Procedendo secondo il terzo genere di conoscenza, noi possediamo innanzitutto l’intelligenza degli attributi del pensiero e dell’estensione, che sono tutto quanto noi possiamo conoscere di Dio, e che compendiano in sé tutta l’essenza dell’uomo; da questa conoscenza intellettuale dell’essenza o natura dell’uomo noi deduciamo, e questa è la vera e propria scienza intuitiva, i moti dell’animo umano, che sono le res singulares, le specificità della natura umana. La scienza politica può nascere a questo punto…[16]

Non dissimilmente da quanto riteneva Aristotele, la natura umana è sì costituita da ineliminabili passioni irrazionali, ma la ragione può dominare su di esse; solo allora l’uomo realizza la propria libertà, e perciò giunge al compimento (all’energheia) della propria essenza. Ma l’agire libero e razionale non può essere inteso individualisticamente: «l’uomo che è guidato dalla ragione, è più libero nello stato (magis in civitate), dove vive secondo il decreto comune, che nella solitudine dove obbedisce solo a se stesso».[17] Come si vede, in Spinoza, ben al contrario che in Hobbes (per il quale l’uomo è libero solo nella propria coscienza privata, perché lo stato costituisce una limitazione al suo arbitrio), rivive uno spirito aristotelico e comunitario che lo pone «in antitesi con il modo di sentire e di pensare proprio del suo tempo»[18].
Così si può comprendere pienamente quello straordinario passo del Trattato politico:

La libertà è una virtù, ossia una perfezione: e dunque tutto ciò che nell’uomo è indizio di impotenza non può essere posto in relazione con la sua libertà. Perciò l’uomo non può affatto dirsi libero perché può non esistere ma solo in quanto ha il potere di esistere e di operare secondo le leggi della natura umana. Quanto più libero noi consideriamo l’uomo, tanto meno possiamo attribuirgli il potere di non usare la ragione e di preferire il male al bene[19].

******************************

■ Ordine di lavoro 1: Nel testo su Spinoza, dove è libero l'uomo secondo Hobbes?
■ Ordine di lavoro 2: Prosegui il testo su Spinoza e la libertà a partire dalla sua ultima frase.
I record non hanno alcun ruolo in questo lavoro.

******************************

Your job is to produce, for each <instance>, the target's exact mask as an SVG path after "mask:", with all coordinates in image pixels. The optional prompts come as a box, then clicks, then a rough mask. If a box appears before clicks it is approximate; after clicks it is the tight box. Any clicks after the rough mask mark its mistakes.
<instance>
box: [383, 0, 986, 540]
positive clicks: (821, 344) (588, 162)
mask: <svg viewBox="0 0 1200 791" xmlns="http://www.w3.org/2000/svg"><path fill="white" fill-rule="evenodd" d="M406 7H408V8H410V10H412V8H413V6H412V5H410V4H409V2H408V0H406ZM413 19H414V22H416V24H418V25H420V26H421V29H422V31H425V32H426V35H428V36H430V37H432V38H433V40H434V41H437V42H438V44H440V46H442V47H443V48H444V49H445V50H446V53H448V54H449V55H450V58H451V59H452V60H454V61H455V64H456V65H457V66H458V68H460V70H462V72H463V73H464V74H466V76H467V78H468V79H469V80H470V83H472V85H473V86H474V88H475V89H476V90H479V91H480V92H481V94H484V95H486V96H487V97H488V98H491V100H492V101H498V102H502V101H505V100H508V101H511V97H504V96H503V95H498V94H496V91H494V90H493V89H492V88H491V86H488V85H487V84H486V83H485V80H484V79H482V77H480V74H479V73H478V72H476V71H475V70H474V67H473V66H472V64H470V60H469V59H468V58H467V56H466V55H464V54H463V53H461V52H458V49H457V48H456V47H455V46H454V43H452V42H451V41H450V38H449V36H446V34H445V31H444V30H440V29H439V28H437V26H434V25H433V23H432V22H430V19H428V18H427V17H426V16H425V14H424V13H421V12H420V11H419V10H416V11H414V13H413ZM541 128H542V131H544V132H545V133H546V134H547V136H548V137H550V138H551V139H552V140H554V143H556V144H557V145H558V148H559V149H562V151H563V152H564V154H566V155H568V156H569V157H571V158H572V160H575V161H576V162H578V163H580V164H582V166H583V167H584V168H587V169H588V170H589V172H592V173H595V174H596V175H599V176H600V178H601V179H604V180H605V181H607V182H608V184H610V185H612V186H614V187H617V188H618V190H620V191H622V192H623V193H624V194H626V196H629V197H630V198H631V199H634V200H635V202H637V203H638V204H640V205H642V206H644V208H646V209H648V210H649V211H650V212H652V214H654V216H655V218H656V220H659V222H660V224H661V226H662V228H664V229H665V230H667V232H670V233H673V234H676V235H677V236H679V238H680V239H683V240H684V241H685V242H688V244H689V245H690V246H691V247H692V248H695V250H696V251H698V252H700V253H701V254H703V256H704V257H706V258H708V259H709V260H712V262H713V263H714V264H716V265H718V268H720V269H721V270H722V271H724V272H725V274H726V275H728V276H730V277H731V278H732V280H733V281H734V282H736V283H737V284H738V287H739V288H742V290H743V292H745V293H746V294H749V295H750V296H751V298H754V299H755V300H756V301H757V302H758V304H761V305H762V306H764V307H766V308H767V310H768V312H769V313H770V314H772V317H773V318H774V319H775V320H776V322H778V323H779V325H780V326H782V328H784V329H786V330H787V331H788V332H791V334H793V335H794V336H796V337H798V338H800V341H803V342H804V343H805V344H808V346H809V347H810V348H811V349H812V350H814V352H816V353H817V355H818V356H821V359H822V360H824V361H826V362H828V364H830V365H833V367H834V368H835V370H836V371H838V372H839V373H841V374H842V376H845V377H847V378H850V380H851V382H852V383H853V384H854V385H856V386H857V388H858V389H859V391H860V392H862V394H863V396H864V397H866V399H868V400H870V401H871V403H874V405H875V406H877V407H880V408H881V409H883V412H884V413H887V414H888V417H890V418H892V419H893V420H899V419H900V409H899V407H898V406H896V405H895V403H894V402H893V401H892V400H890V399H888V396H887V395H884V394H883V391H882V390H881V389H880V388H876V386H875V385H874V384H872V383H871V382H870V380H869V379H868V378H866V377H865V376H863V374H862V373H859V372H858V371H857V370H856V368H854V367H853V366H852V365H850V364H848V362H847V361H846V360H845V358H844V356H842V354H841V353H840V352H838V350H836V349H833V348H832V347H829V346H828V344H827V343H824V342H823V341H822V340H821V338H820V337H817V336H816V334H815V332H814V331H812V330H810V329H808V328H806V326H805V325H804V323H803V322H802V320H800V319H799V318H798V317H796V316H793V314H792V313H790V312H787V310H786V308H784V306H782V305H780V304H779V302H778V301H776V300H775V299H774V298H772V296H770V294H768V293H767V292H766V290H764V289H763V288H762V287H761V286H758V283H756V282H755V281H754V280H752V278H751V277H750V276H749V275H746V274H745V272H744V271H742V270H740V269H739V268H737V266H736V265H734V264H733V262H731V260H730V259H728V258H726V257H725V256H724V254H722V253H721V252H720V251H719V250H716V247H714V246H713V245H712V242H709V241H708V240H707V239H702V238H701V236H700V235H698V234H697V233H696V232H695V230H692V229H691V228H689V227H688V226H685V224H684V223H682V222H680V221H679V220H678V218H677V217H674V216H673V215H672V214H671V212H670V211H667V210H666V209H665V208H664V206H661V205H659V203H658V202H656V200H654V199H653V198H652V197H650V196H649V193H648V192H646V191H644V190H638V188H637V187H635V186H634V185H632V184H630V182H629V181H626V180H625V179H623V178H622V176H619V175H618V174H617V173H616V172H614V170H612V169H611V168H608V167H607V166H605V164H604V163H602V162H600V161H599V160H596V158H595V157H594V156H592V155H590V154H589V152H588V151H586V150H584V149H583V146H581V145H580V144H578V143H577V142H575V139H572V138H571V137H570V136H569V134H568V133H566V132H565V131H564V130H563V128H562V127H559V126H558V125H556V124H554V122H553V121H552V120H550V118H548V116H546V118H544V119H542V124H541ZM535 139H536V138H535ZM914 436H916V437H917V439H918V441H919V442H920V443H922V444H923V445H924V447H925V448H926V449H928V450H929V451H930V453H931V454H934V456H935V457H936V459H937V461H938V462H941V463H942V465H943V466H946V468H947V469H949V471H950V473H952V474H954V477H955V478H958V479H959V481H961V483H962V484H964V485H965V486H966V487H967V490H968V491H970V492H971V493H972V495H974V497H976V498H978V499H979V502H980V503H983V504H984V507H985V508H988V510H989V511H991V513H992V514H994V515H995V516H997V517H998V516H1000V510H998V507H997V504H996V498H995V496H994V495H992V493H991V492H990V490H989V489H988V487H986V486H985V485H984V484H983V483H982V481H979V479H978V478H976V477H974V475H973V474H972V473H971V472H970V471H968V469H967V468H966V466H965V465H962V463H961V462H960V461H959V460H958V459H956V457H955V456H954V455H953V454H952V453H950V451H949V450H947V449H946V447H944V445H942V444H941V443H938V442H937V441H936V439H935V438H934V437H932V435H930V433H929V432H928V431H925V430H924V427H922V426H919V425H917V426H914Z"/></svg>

******************************

■ Risultato 1: Solo nella propria coscienza privata.

■ Risultato 2:
È vero che «non è nel potere di ogni uomo usare sempre la ragione ed essere al più alto livello della libertà umana»[20], ma nondimeno è questo ciò a cui ciascuno deve tendere.
La filosofia spinoziana è dunque, di contro alle interpretazioni più misticheggianti, caratterizzata da una «forte ascendenza umanistica»[21], essendo per lui, come per Aristotele «la virtù e l’uomo buono in quanto tale sono misura di tutte le cose»[22]. Per Spinoza infatti, il bene e il male non sono una qualità propria delle cose, ma sono termini che assumono un significato soltanto in relazione all’uomo: «per buono… intenderò… ciò che sappiamo con certezza essere un mezzo per avvicinarci sempre più al modello che ci proponiamo della natura umana»; analogamente «diremo più perfetti o più imperfetti gli uomini, secondoché si avvicinino più o meno a questo stesso modello»[23]. Il raggiungimento, da parte dell’uomo, della propria perfezione è perciò molto simile a quella realizzazione dell’energheia rispetto ad una dynamis conosciuta, secondo il modello aristotelico.
Esposta così la complessa antropologia spinoziana, passiamo all’analisi delle sue conseguenze politiche.
Spinoza, come Hobbes, propone l’esperimento mentale dello stato di natura per dare fondamento teorico alla società civile. Ma, mentre Hobbes suppone che in questo stadio pre-politico ciascun individuo viva dominato dalle passioni, nel continuo tentativo di appropriarsi di tutto ciò che può e di difendere strenuamente ciò che ha ottenuto, oltreché la sua stessa vita, per Spinoza anche nello stato di natura vi sono individui che seguono la retta ragione. Tuttavia, egli è costretto ad ammettere, esattamente come Hobbes, che in tale condizione «nessuno… può essere certo della fedeltà dell’altro», e perciò tutti vivono nell’incertezza, nella paura e nell’odio reciproci, ed è dunque poco probabile che, anche colui che viva secondo la guida della ragione, non indulga ad atti di violenza, se non altro per difendere il proprio utile[24]. La costruzione teorica di Spinoza si rivela, sotto questo aspetto, meno coerente rispetto a quella di Hobbes (vedi il cap. XIII del Leviatano)[25]. Pare quasi che Spinoza, che, in tutte le sue opere, dimostra di credere nella capacità della ragione umana di dominare le passioni, non possa concedere che, nello stato di natura, non vi sia nessuno che sia in grado di farlo. Ma è probabile che egli non abbia indugiato, nella sua opera, troppo a lungo su questo tema, semplicemente perché, come dichiara a più riprese, poco interessato ad una costruzione teorica sui fondamenti dello Stato (gli scopi del suo Trattato sono, in effetti, altri[26]).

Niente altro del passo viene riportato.